# Text provided
Reputation: 187
Good day everyone
Take this dataset:
df <- tibble(
id = 1:1000,
smoking = sample(c(TRUE, FALSE), length(id), prob = c(0.2,0.8), replace = TRUE),
age = rnorm(length(id), mean = 60, sd = 10)
)
I want to add another logical variable lung_cancer
to the dataframe where the TRUE
or FALSE
are assigned through probability distribution that is calculated based on the patients smoking
and age
status
I understand that this requires looping over each index, and I can manage to do it using For()
loop so I wrote the following:
df$lung_cancer <- vector("logical", length(id))
for (i in seq_along(df$lung_cancer)) {
df$lung_cancer[[i]] = if_else(df$age[[i]] > 50, case_when(
df$age[[i]] > 50 & df$smoking[[i]] == TRUE ~ sample(c(TRUE, FALSE), 1, prob = c(0.05, 0.95)),
df$age[[i]] > 50 & df$smoking[[i]] == FALSE ~ sample(c(TRUE, FALSE), 1, prob = c(0.001, 0.999))
), FALSE
)
}
Now I find this to be too verbose, is there any concise way to write this with mutate()
function and purrr
package or any other way (preferably from tidyverse
package collection)?
Upvotes: 1
Views: 193
Reputation: 2414
data.table
allows you to mutate a portion of a column. This way the samples can be generated only twice instead of 1000 times.
library(data.table)
set.seed(42)
df <- data.table(
id = 1:1000,
smoking = sample(c(TRUE, FALSE), length(id), prob = c(0.2,0.8), replace = TRUE),
age = rnorm(length(id), mean = 60, sd = 10)

# Required work
Answer from the R thread:
1. What mean and standard deviation does the question use to generate age?
2. In the loop, what probability of TRUE is given to a patient over 50 who smokes?
3. What seed does the reply set?
The records have nothing to do with the thread.

# Raw data
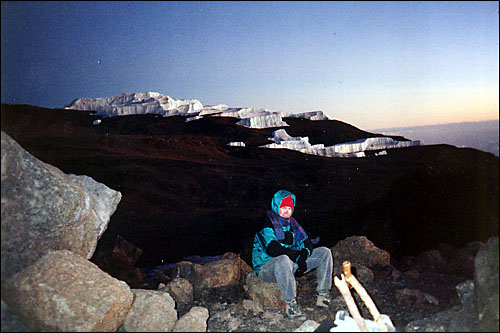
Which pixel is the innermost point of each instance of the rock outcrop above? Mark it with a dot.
(44, 209)
(137, 103)
(360, 251)
(64, 292)
(151, 311)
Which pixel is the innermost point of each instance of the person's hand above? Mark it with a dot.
(302, 266)
(293, 255)
(301, 261)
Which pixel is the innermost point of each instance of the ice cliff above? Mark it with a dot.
(192, 109)
(154, 102)
(137, 103)
(358, 148)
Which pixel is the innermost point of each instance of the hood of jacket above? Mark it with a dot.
(278, 197)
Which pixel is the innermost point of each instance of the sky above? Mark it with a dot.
(370, 64)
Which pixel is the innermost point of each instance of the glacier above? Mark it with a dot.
(166, 106)
(358, 148)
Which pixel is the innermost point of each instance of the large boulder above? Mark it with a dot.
(266, 294)
(64, 292)
(228, 270)
(152, 311)
(44, 209)
(193, 321)
(359, 251)
(486, 277)
(120, 262)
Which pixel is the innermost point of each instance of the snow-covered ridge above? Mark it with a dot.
(137, 103)
(282, 140)
(156, 103)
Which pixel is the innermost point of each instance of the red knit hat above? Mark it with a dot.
(287, 201)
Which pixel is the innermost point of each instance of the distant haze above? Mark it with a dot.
(371, 64)
(481, 135)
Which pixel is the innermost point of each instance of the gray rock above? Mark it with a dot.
(358, 250)
(264, 293)
(193, 321)
(486, 283)
(44, 209)
(65, 292)
(181, 291)
(151, 311)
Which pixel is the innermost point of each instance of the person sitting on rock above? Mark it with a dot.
(282, 251)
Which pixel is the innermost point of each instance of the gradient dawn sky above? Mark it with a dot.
(370, 64)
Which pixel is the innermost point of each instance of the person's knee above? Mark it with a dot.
(284, 261)
(325, 252)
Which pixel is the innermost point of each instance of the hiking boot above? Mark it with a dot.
(293, 312)
(323, 301)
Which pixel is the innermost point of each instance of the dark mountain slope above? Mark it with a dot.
(185, 192)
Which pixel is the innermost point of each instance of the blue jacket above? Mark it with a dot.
(266, 245)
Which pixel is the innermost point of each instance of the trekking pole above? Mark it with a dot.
(351, 279)
(343, 287)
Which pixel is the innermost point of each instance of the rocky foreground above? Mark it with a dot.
(52, 221)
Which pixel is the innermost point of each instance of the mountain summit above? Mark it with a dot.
(156, 103)
(185, 191)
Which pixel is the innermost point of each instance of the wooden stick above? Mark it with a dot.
(351, 279)
(343, 287)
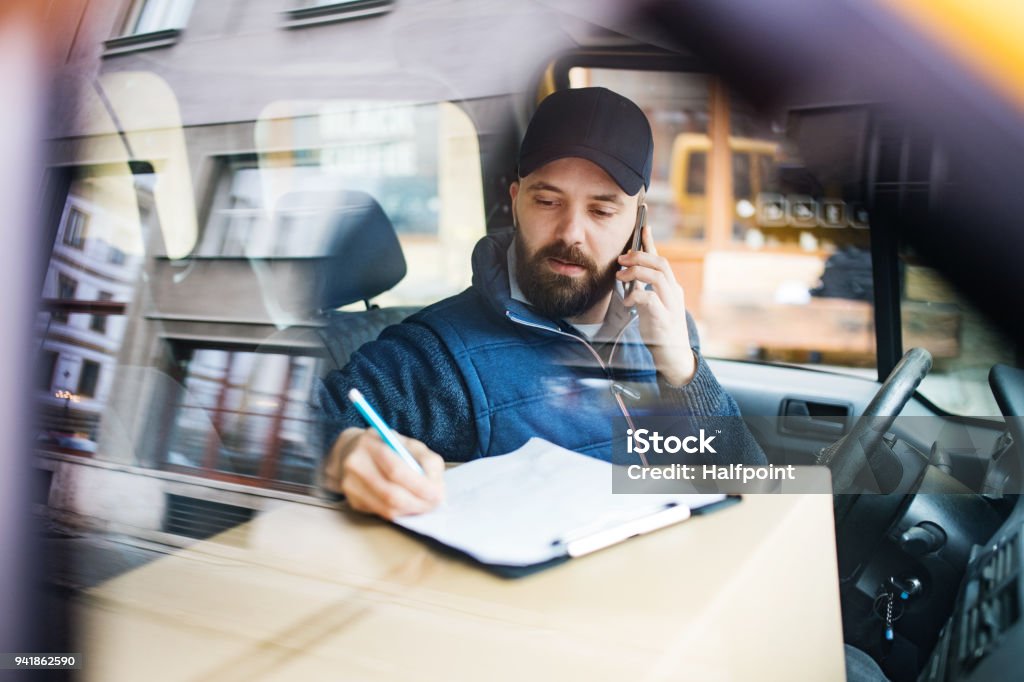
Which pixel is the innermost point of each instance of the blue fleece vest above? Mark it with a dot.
(528, 376)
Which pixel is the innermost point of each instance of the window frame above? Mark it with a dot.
(182, 351)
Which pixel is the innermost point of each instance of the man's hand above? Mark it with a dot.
(662, 309)
(374, 479)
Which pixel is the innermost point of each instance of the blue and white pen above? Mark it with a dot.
(383, 429)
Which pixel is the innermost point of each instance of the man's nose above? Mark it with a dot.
(571, 227)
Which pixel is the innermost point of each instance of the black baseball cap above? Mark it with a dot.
(595, 124)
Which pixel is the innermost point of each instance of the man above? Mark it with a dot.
(551, 340)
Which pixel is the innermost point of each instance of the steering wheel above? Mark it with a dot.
(848, 456)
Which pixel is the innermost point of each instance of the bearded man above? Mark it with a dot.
(563, 329)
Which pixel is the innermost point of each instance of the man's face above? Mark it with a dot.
(572, 222)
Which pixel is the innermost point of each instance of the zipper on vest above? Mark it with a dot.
(615, 393)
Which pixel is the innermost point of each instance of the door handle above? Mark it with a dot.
(812, 417)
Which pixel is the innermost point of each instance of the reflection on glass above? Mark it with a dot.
(90, 280)
(247, 415)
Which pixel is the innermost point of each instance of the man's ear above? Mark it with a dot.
(513, 193)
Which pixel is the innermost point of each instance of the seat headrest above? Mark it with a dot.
(363, 257)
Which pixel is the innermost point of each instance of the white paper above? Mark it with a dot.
(519, 509)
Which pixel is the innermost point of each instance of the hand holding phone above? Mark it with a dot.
(637, 243)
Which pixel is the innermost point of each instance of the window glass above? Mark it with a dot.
(154, 15)
(775, 264)
(85, 296)
(964, 344)
(246, 415)
(420, 163)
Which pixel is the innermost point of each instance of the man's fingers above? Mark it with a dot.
(380, 497)
(667, 289)
(647, 236)
(393, 469)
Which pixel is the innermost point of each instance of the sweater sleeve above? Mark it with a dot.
(704, 400)
(412, 380)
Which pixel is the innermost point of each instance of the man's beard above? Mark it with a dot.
(559, 296)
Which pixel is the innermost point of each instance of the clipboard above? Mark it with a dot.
(541, 506)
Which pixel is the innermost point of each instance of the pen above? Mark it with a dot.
(383, 429)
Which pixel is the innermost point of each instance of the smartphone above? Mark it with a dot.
(637, 241)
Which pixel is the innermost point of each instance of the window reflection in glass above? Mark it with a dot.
(85, 295)
(246, 415)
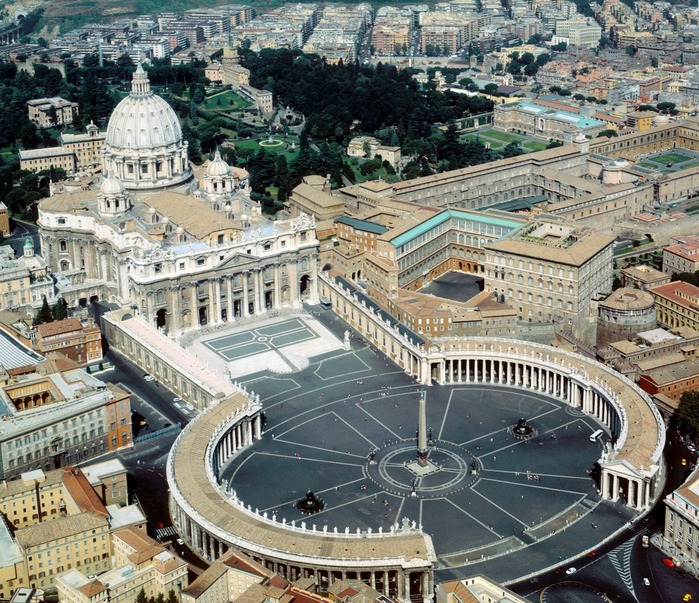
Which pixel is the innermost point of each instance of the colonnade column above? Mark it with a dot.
(229, 299)
(245, 312)
(218, 301)
(277, 302)
(194, 321)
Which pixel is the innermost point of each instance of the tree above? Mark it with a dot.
(543, 58)
(531, 70)
(43, 314)
(687, 414)
(59, 310)
(512, 149)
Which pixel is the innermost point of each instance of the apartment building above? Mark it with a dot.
(682, 256)
(76, 152)
(672, 380)
(51, 112)
(643, 277)
(56, 415)
(138, 563)
(51, 522)
(677, 304)
(228, 578)
(78, 339)
(550, 270)
(681, 530)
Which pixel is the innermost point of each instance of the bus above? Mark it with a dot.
(596, 436)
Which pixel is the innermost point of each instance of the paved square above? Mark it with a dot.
(237, 345)
(281, 344)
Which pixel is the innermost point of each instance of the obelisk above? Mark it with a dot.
(422, 431)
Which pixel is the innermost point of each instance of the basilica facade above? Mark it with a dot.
(181, 251)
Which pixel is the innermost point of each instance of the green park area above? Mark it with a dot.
(671, 162)
(225, 101)
(671, 158)
(499, 140)
(279, 145)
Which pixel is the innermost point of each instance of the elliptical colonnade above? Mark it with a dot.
(211, 518)
(632, 463)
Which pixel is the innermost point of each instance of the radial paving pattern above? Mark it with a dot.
(483, 491)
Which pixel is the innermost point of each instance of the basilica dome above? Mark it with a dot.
(144, 147)
(218, 167)
(111, 186)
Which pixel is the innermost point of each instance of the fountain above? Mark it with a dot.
(522, 431)
(310, 504)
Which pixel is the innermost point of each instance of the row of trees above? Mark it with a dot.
(47, 313)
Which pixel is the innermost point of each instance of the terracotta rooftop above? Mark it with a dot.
(82, 492)
(58, 327)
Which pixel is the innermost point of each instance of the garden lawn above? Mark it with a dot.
(225, 101)
(671, 158)
(504, 136)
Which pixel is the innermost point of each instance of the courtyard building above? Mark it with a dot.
(550, 270)
(55, 414)
(682, 256)
(51, 112)
(57, 523)
(677, 304)
(138, 563)
(681, 531)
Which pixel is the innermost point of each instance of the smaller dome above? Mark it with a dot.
(111, 186)
(218, 167)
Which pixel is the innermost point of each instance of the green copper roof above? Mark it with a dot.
(362, 224)
(448, 214)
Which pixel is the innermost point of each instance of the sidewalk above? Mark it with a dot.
(679, 557)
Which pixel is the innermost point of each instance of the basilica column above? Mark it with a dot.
(219, 318)
(245, 312)
(174, 314)
(229, 298)
(194, 320)
(260, 291)
(294, 284)
(211, 318)
(277, 302)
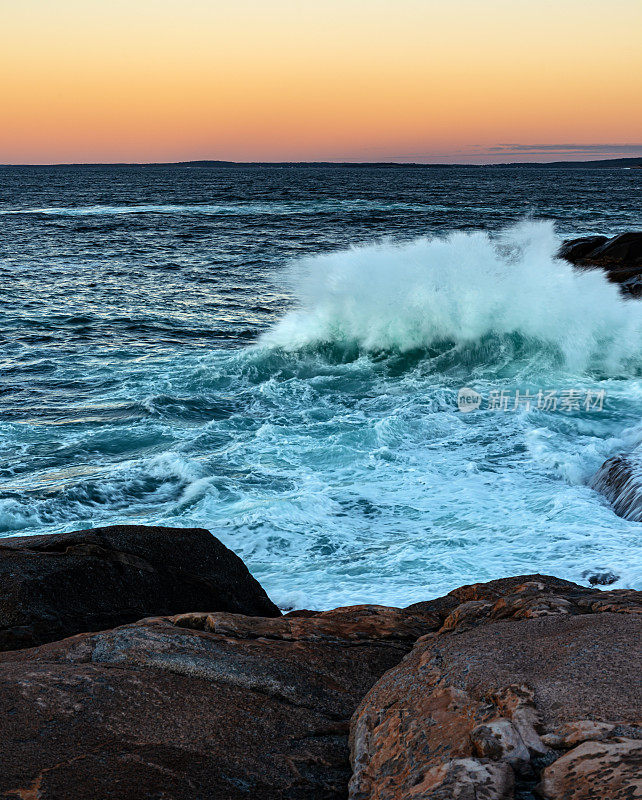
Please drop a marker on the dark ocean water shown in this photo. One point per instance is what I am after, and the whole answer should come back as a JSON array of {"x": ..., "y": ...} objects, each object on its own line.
[{"x": 208, "y": 346}]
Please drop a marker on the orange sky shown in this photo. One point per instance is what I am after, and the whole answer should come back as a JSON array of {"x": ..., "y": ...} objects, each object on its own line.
[{"x": 367, "y": 80}]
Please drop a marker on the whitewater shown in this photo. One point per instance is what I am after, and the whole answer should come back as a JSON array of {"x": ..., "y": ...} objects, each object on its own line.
[{"x": 326, "y": 446}]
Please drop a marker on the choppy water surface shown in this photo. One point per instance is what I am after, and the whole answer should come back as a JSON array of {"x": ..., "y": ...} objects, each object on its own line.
[{"x": 275, "y": 353}]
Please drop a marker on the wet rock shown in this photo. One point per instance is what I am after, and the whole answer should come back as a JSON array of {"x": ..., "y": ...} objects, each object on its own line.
[
  {"x": 601, "y": 770},
  {"x": 619, "y": 479},
  {"x": 56, "y": 586},
  {"x": 519, "y": 672},
  {"x": 620, "y": 257},
  {"x": 600, "y": 578},
  {"x": 199, "y": 706},
  {"x": 574, "y": 250}
]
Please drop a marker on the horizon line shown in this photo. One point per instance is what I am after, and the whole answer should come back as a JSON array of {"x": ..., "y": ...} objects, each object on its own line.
[{"x": 342, "y": 162}]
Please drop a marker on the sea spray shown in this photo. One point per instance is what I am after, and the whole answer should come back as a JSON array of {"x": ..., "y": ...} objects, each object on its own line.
[{"x": 460, "y": 288}]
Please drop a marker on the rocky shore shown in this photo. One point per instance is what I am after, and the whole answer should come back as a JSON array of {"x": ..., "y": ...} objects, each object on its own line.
[
  {"x": 620, "y": 257},
  {"x": 181, "y": 680}
]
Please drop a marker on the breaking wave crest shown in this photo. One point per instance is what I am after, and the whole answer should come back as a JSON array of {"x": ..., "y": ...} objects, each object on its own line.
[{"x": 465, "y": 288}]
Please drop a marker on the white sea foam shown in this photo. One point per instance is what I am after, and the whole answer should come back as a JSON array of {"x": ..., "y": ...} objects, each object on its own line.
[{"x": 460, "y": 288}]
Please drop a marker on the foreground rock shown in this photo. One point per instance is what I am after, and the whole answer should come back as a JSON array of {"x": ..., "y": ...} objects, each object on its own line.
[
  {"x": 525, "y": 688},
  {"x": 55, "y": 586},
  {"x": 620, "y": 257},
  {"x": 196, "y": 706},
  {"x": 518, "y": 685}
]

# Your response
1. A mean of 60 and a standard deviation of 10.
2. 0.05.
3. 42.